■ Directions:
Copy the following lines word for word, without changing anything.

━━━━━━━━

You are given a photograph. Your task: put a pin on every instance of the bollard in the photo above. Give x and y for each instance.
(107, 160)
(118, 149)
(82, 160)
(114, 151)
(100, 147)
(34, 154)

━━━━━━━━

■ Correct response:
You are given a photograph. Your task: put a pin on every instance of the bollard in the photo above. Give x and y for each instance.
(107, 160)
(118, 149)
(82, 160)
(114, 151)
(100, 147)
(34, 154)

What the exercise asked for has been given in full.